● Brief:
Rewrite the data between the lines holding "target: decorative column" and "Trace the outline of every instance of the decorative", inclusive, changing "decorative column" to "ornamental pillar" and leaving everything else as it is.

Stored dataset items

+---+

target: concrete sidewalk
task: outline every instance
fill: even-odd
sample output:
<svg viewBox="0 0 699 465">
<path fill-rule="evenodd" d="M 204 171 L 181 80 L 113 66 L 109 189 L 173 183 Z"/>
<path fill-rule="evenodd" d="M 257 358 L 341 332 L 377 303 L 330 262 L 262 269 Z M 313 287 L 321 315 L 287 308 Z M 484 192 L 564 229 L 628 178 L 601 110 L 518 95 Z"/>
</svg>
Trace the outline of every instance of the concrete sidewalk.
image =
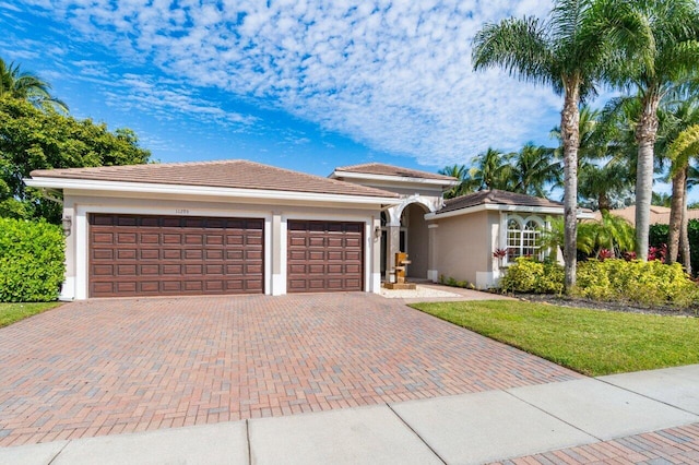
<svg viewBox="0 0 699 465">
<path fill-rule="evenodd" d="M 699 424 L 699 365 L 5 448 L 0 464 L 469 464 L 528 455 L 528 463 L 699 463 L 699 425 L 663 432 L 691 424 Z M 649 431 L 665 440 L 644 451 L 629 445 L 624 456 L 625 444 Z M 582 444 L 592 444 L 587 456 L 564 453 Z"/>
</svg>

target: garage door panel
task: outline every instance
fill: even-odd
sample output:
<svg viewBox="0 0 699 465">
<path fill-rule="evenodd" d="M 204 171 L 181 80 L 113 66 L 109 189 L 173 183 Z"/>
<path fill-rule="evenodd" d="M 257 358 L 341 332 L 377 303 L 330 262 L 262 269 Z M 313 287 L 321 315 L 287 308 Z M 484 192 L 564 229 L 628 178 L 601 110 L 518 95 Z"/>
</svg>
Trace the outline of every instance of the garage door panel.
<svg viewBox="0 0 699 465">
<path fill-rule="evenodd" d="M 93 267 L 93 274 L 97 276 L 112 276 L 114 265 L 96 265 Z"/>
<path fill-rule="evenodd" d="M 114 260 L 114 250 L 93 250 L 92 258 L 97 260 Z"/>
<path fill-rule="evenodd" d="M 363 239 L 363 223 L 289 220 L 287 290 L 362 290 Z"/>
<path fill-rule="evenodd" d="M 138 218 L 135 216 L 118 216 L 116 224 L 118 226 L 135 226 L 137 222 Z"/>
<path fill-rule="evenodd" d="M 92 241 L 94 243 L 105 243 L 112 245 L 114 243 L 114 234 L 112 233 L 98 233 L 93 235 Z"/>
<path fill-rule="evenodd" d="M 179 234 L 164 234 L 163 243 L 182 243 L 182 235 Z"/>
<path fill-rule="evenodd" d="M 223 246 L 223 235 L 206 235 L 206 246 Z"/>
<path fill-rule="evenodd" d="M 141 276 L 159 276 L 161 267 L 157 264 L 141 265 L 139 266 L 139 274 Z"/>
<path fill-rule="evenodd" d="M 360 273 L 360 272 L 362 272 L 362 265 L 360 265 L 360 264 L 356 264 L 356 265 L 355 265 L 355 264 L 352 264 L 352 263 L 347 263 L 347 264 L 345 265 L 345 270 L 344 270 L 344 272 L 345 272 L 345 273 L 347 273 L 347 274 L 357 274 L 357 273 Z"/>
<path fill-rule="evenodd" d="M 264 289 L 263 220 L 92 214 L 90 226 L 91 297 Z"/>
<path fill-rule="evenodd" d="M 182 273 L 185 273 L 186 275 L 204 274 L 204 266 L 201 264 L 185 265 L 185 266 L 181 266 L 180 270 L 182 270 Z"/>
<path fill-rule="evenodd" d="M 139 243 L 161 243 L 161 235 L 157 233 L 141 233 Z"/>
<path fill-rule="evenodd" d="M 204 257 L 201 249 L 183 249 L 182 252 L 185 260 L 201 260 Z"/>
<path fill-rule="evenodd" d="M 115 283 L 115 293 L 135 293 L 139 289 L 139 283 L 135 281 L 125 281 Z"/>
<path fill-rule="evenodd" d="M 342 250 L 329 250 L 328 260 L 341 262 L 345 258 L 345 253 Z"/>
<path fill-rule="evenodd" d="M 161 249 L 138 249 L 138 251 L 141 260 L 161 260 Z"/>
<path fill-rule="evenodd" d="M 107 254 L 114 255 L 114 250 L 103 250 L 103 252 L 108 252 Z M 117 260 L 135 260 L 139 257 L 137 249 L 117 249 Z M 93 255 L 94 257 L 94 255 Z M 109 260 L 108 257 L 103 257 L 106 260 Z"/>
<path fill-rule="evenodd" d="M 162 289 L 164 293 L 181 293 L 182 283 L 179 281 L 164 281 L 162 283 Z"/>
<path fill-rule="evenodd" d="M 163 260 L 180 260 L 182 258 L 182 251 L 179 249 L 163 249 L 162 252 Z"/>
<path fill-rule="evenodd" d="M 332 274 L 342 273 L 342 269 L 343 269 L 343 265 L 341 263 L 328 264 L 328 273 L 332 273 Z M 357 273 L 357 271 L 354 271 L 353 273 Z"/>
</svg>

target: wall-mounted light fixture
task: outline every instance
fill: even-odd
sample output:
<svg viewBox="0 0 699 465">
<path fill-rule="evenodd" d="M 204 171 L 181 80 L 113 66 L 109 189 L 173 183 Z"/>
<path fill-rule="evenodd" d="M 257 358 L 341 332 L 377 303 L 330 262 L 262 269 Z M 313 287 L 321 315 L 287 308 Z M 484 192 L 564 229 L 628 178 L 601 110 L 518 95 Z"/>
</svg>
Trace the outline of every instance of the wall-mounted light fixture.
<svg viewBox="0 0 699 465">
<path fill-rule="evenodd" d="M 70 236 L 70 231 L 73 227 L 73 218 L 71 218 L 70 216 L 63 216 L 63 219 L 61 219 L 61 225 L 63 227 L 63 236 Z"/>
<path fill-rule="evenodd" d="M 378 239 L 378 238 L 380 238 L 380 237 L 381 237 L 381 226 L 376 226 L 376 227 L 374 228 L 374 238 L 375 238 L 375 239 Z"/>
</svg>

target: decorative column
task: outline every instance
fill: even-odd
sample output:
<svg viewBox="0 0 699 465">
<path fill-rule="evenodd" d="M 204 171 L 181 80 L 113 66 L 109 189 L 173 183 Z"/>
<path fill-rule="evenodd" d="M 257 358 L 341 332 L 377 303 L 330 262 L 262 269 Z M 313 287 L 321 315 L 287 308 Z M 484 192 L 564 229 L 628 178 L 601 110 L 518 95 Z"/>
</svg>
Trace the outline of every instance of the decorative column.
<svg viewBox="0 0 699 465">
<path fill-rule="evenodd" d="M 401 247 L 401 224 L 386 225 L 386 282 L 395 283 L 395 254 Z"/>
<path fill-rule="evenodd" d="M 286 223 L 282 222 L 280 212 L 272 212 L 271 227 L 271 251 L 272 251 L 272 294 L 281 296 L 286 294 Z M 265 245 L 265 248 L 268 246 Z"/>
<path fill-rule="evenodd" d="M 437 270 L 437 223 L 429 223 L 427 225 L 428 231 L 428 255 L 427 255 L 427 279 L 433 283 L 439 281 L 439 270 Z"/>
</svg>

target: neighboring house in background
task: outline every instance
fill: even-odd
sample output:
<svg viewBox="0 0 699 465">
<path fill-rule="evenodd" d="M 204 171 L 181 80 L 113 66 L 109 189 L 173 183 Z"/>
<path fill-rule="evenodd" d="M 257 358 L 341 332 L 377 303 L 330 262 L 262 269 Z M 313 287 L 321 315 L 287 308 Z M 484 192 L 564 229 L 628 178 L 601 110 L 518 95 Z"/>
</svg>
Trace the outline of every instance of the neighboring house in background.
<svg viewBox="0 0 699 465">
<path fill-rule="evenodd" d="M 609 210 L 609 214 L 620 216 L 627 219 L 633 227 L 636 227 L 636 205 L 629 205 L 625 208 Z M 601 220 L 602 213 L 594 212 L 594 219 Z M 690 208 L 687 211 L 687 219 L 699 219 L 699 208 Z M 670 224 L 670 208 L 666 206 L 651 205 L 651 216 L 649 225 L 668 225 Z"/>
<path fill-rule="evenodd" d="M 383 164 L 329 178 L 247 160 L 36 170 L 27 186 L 62 194 L 61 299 L 364 290 L 408 276 L 494 285 L 537 254 L 560 203 L 503 191 L 448 201 L 448 176 Z"/>
</svg>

+---+

● Answer to this problem:
target: ornamental pillar
task: outline every instance
fill: even-odd
sample output:
<svg viewBox="0 0 699 465">
<path fill-rule="evenodd" d="M 204 171 L 181 80 L 113 66 L 109 189 L 173 183 Z"/>
<path fill-rule="evenodd" d="M 257 358 L 341 332 L 377 303 L 330 262 L 262 269 Z M 313 287 L 321 315 L 287 308 Z M 484 192 L 564 229 L 628 178 L 601 110 L 518 95 Z"/>
</svg>
Trace the outline of every instance of the ornamental pillar.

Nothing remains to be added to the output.